I'm actually not seeing anyone right now. I'm kind of preoccupied with trying to graduate if you couldn't already tell. Yes, I know I haven't had a "serious boyfriend" since 2015 and no, I don't know how my ex is doing I'm sure he's fine. Yes, I know my biological clock is ticking and that you would just LOVE to go to a wedding but that won't be happening anytime soon, if ever, so sorry to burst your bubble. Yes, I'm on those dating apps and they're called 'Bumble' and 'Tinder' not 'Bundle' and 'Timber' you were close though. Yes, I still like men but thank you for supporting me regardless of what gender I'm attracted to. I just can't seem to attract them back.
Finals? No, finals did not go "smoothly." When have you ever heard of a college student say that they were confident in their finals? I don't know how I did this semester because my grades haven't been released yet and I'd much rather not think about that...you're raising my anxiety levels.
Yes, I have friends at school. Yes, I have both guy and girl friends. No, I'm not interested in dating any of them — why do you keep hinting at that? You must really want me to find a husband. Unfortunately, I'm at school for my major, not to find Mr. Right. My friends are great. Yes, we hang out a lot and yes, we do go out on the weekends. I highly doubt the social scene at college changed much from when you were in school.
Well, it was really nice seeing you. No, really. Thank you for asking me a ton of questions regarding my future, my career, my financial situation, and my lack of a love life. What else are the holidays for anyways?

_____

▶ Exercise instructions
In the text about holiday questions from relatives, which two dating apps does the writer say they use?

_____

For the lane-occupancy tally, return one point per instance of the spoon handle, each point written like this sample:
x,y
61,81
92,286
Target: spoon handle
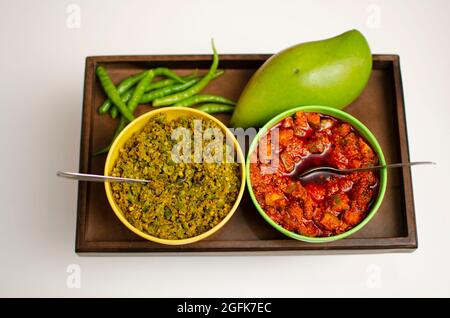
x,y
96,177
392,165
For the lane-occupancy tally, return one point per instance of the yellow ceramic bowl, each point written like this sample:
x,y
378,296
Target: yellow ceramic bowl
x,y
137,125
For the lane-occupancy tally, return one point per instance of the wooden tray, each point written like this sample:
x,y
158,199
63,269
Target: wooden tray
x,y
380,107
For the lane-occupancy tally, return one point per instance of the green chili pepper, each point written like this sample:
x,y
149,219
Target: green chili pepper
x,y
172,99
111,92
168,81
212,108
132,80
139,91
164,71
123,86
197,99
113,111
167,91
174,89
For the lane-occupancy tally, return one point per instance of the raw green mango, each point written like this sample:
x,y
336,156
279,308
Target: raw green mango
x,y
331,72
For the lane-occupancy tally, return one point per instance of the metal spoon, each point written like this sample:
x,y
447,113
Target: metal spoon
x,y
345,171
96,177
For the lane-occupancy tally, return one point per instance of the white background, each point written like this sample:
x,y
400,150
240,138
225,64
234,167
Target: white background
x,y
41,72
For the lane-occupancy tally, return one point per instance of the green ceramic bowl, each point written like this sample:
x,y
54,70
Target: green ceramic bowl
x,y
363,130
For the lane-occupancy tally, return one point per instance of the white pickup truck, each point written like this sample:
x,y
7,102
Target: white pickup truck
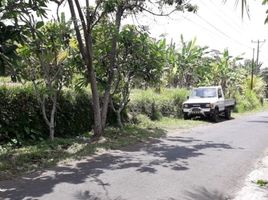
x,y
208,102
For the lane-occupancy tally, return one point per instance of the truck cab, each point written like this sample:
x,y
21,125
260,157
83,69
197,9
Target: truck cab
x,y
208,102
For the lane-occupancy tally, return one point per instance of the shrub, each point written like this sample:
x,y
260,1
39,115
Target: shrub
x,y
21,119
155,105
247,101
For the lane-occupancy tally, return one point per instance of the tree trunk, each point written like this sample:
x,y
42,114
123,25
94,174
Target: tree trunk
x,y
106,97
85,48
119,119
2,69
51,132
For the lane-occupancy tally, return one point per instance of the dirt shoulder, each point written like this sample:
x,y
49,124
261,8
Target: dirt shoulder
x,y
256,186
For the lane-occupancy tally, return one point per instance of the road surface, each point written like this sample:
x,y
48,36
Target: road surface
x,y
204,163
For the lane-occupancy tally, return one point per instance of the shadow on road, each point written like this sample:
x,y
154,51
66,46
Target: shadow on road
x,y
170,153
201,193
204,194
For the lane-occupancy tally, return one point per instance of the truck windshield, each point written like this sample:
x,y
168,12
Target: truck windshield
x,y
203,93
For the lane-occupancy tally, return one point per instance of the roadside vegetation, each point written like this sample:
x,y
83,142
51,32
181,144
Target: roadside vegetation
x,y
62,89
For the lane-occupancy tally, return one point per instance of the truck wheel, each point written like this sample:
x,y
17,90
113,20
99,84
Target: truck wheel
x,y
185,116
215,116
227,113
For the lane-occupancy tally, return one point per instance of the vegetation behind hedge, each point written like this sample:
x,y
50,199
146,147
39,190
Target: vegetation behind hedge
x,y
167,103
21,117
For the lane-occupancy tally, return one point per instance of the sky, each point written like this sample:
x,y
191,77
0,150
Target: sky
x,y
216,25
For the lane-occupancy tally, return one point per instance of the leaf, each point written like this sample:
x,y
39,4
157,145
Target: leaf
x,y
39,24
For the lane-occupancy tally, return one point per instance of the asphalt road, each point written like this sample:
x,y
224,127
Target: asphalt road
x,y
205,163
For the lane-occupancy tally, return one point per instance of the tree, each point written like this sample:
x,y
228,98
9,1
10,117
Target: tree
x,y
189,60
89,17
46,60
140,60
11,29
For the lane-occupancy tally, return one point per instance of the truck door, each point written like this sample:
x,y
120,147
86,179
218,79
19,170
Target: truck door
x,y
221,100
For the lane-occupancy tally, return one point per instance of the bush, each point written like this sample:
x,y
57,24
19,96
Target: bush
x,y
247,101
155,105
21,119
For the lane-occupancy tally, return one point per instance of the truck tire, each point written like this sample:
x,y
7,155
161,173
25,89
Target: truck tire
x,y
186,116
215,116
227,113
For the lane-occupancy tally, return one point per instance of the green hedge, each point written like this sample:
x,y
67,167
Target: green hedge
x,y
155,105
21,119
247,101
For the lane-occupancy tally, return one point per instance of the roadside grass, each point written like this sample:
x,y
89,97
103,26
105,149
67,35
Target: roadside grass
x,y
175,123
262,183
18,161
262,108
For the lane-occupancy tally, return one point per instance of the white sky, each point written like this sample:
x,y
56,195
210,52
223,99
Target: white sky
x,y
216,25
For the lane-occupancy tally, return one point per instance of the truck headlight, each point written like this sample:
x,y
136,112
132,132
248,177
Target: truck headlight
x,y
208,105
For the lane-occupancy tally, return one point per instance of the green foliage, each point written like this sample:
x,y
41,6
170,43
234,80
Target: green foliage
x,y
247,101
21,119
155,105
262,183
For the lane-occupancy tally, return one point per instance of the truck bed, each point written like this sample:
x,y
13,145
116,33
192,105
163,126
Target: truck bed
x,y
229,102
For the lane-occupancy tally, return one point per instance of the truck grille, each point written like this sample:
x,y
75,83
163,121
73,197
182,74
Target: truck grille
x,y
197,105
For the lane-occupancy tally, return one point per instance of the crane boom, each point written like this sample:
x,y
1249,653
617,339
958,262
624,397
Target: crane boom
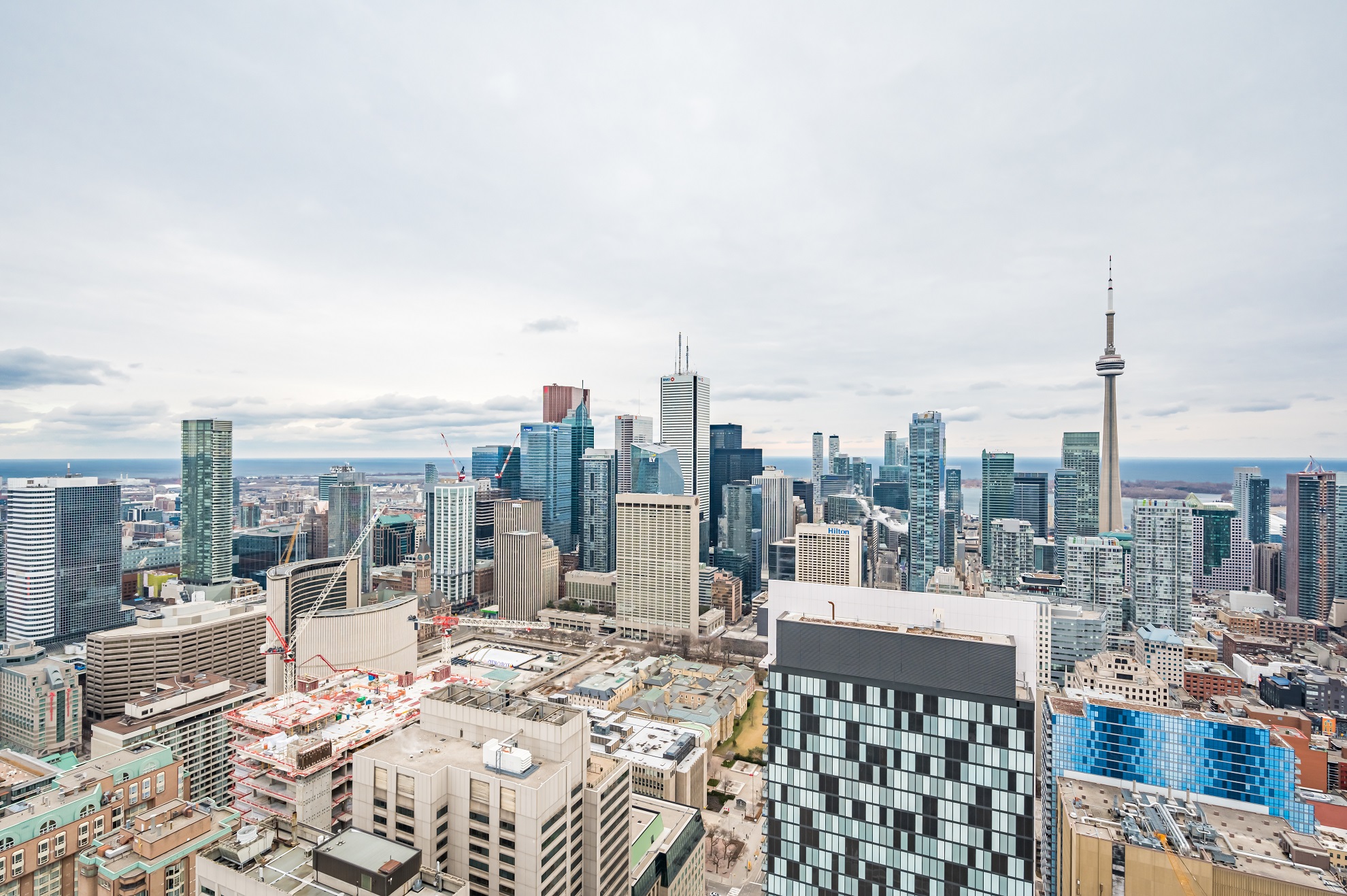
x,y
290,671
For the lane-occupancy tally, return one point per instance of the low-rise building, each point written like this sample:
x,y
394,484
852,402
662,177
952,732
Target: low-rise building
x,y
42,699
192,637
1205,680
185,713
669,844
1120,674
669,761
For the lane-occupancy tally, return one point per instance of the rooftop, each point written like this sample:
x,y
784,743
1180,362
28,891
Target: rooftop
x,y
1198,829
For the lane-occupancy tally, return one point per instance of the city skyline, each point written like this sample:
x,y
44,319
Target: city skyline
x,y
780,186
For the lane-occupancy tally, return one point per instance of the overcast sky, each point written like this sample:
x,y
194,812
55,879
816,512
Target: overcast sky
x,y
352,227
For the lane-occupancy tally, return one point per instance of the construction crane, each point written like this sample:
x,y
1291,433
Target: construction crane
x,y
284,648
457,467
1176,864
508,456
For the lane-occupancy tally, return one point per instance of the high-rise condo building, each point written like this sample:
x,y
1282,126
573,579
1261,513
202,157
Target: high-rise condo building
x,y
599,511
952,515
816,461
857,802
895,449
1110,482
559,401
1031,500
207,472
778,508
997,496
582,439
519,559
64,557
1257,499
546,467
1161,563
1066,489
658,561
1240,488
727,435
1080,453
452,531
686,425
827,554
926,445
1013,554
655,469
349,508
629,429
1222,554
1311,544
729,465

_____

▶ Reply
Bumble and Tinder.